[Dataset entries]
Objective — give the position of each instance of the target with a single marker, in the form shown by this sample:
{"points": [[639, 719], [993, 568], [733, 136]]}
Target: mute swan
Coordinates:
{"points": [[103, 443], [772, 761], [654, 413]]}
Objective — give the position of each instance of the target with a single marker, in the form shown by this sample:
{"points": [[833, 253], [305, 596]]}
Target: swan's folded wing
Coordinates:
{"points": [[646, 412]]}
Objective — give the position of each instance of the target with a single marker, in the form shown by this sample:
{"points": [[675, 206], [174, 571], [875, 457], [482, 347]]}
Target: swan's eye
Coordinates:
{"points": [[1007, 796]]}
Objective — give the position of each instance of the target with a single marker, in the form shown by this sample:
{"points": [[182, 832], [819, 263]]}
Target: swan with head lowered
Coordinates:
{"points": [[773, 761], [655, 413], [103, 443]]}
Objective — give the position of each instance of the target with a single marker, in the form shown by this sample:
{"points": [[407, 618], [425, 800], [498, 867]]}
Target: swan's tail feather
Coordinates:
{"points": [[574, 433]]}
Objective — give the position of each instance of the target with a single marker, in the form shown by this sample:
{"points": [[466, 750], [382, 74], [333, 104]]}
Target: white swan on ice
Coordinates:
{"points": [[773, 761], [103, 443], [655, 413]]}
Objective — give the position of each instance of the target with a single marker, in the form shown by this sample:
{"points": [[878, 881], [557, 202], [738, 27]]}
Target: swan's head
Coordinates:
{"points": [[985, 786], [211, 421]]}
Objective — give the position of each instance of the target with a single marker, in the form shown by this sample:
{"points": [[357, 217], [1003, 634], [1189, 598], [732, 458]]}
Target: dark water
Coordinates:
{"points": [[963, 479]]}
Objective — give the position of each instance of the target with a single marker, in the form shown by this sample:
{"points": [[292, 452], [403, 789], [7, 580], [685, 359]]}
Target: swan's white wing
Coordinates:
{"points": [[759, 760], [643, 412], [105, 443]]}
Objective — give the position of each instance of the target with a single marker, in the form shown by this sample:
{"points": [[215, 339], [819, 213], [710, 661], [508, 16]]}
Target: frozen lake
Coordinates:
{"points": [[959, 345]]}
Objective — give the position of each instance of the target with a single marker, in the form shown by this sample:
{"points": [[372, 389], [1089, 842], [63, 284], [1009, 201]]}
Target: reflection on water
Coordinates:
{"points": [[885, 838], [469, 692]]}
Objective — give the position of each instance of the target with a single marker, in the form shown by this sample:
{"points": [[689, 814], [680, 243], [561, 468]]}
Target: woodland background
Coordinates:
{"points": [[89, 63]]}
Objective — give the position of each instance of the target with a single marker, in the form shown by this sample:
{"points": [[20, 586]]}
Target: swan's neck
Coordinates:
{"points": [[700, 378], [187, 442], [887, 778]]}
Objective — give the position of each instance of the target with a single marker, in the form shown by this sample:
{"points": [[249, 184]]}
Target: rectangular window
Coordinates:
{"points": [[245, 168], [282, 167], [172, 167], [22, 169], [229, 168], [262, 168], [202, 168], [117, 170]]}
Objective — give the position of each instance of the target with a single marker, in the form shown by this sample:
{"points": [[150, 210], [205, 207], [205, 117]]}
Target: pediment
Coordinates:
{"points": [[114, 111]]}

## WORK TASK
The full set of records above is to be printed again verbatim.

## ANSWER
Objective — give the position of each instance of the target with a single marker, in the form shown by this sample:
{"points": [[639, 719], [993, 568], [733, 136]]}
Target: mute swan
Coordinates:
{"points": [[103, 443], [772, 761], [654, 413]]}
Objective — give the position of each instance of the target with a single marker, in the form shown by this sample:
{"points": [[833, 253], [305, 596]]}
Target: swan's folded wing
Coordinates:
{"points": [[646, 412]]}
Objective — give the position of each instance of the target with a single marker, in the form shown by this sample:
{"points": [[675, 206], [174, 571], [875, 457], [482, 347]]}
Target: swan's eye
Coordinates:
{"points": [[1007, 796]]}
Objective — give the position of each instance of the target with a single marker, in the form shown by this sample:
{"points": [[182, 832], [819, 263]]}
Target: swan with head lowered
Coordinates:
{"points": [[773, 761], [655, 413], [103, 443]]}
Objective — give the position of each instance of the target with a single marker, in the form shown by this sample:
{"points": [[407, 618], [425, 800], [498, 867]]}
Target: swan's tail feather
Coordinates:
{"points": [[574, 433]]}
Objective — give the position of each instance of the target with a single marker, in the form shown by this sample:
{"points": [[466, 750], [382, 74], [333, 104]]}
Target: white swan on ice
Coordinates:
{"points": [[773, 761], [103, 443], [655, 413]]}
Objective — give the position of each instance of the target with a single marker, in the form shown by this sample:
{"points": [[878, 881], [557, 202], [738, 27]]}
Target: swan's head
Coordinates:
{"points": [[985, 786], [211, 421]]}
Objective — give the position of each instance of the target with a single marker, in the form shown by this sample:
{"points": [[357, 217], [1003, 634], [1189, 598], [732, 458]]}
Target: dark water
Coordinates:
{"points": [[963, 479]]}
Objective — give the position of each instance of the target with a single marker, in the form shown by this sample:
{"points": [[292, 452], [403, 789], [7, 580], [685, 359]]}
Target: swan's white wing
Coordinates:
{"points": [[759, 760], [643, 412], [105, 443]]}
Objective — give the position of each instance of the target with a single marker, in the form shown by this sample:
{"points": [[215, 339], [819, 213], [710, 661], [508, 16]]}
Target: frozen lake
Coordinates:
{"points": [[959, 345]]}
Objective — give the position of each instance of the target with a single marker, in the form shown by this sample:
{"points": [[372, 389], [1089, 842], [63, 284], [1009, 201]]}
Target: reflection on water
Coordinates:
{"points": [[885, 838], [469, 692]]}
Objective — give the position of each instance of the target with a single marker, in the form shown by this sample:
{"points": [[689, 814], [680, 243], [561, 468]]}
Target: woodland background
Coordinates:
{"points": [[89, 63]]}
Objective — give the position of each instance of the target with a single marker, in the form shown by this sample:
{"points": [[20, 586]]}
Target: swan's neck
Coordinates:
{"points": [[700, 378], [187, 442], [887, 778]]}
Objective — give the position of each instance of the target with a single marker, in the form shown by this sample:
{"points": [[249, 184]]}
Target: rectangular window
Coordinates:
{"points": [[245, 168], [282, 167], [172, 167], [22, 169], [229, 168], [262, 168], [202, 168], [117, 170]]}
Objective — give the position of each instance of the target with a single marker, in the form shown by this sample:
{"points": [[150, 210], [205, 207], [205, 117]]}
Target: pediment
Coordinates:
{"points": [[114, 111]]}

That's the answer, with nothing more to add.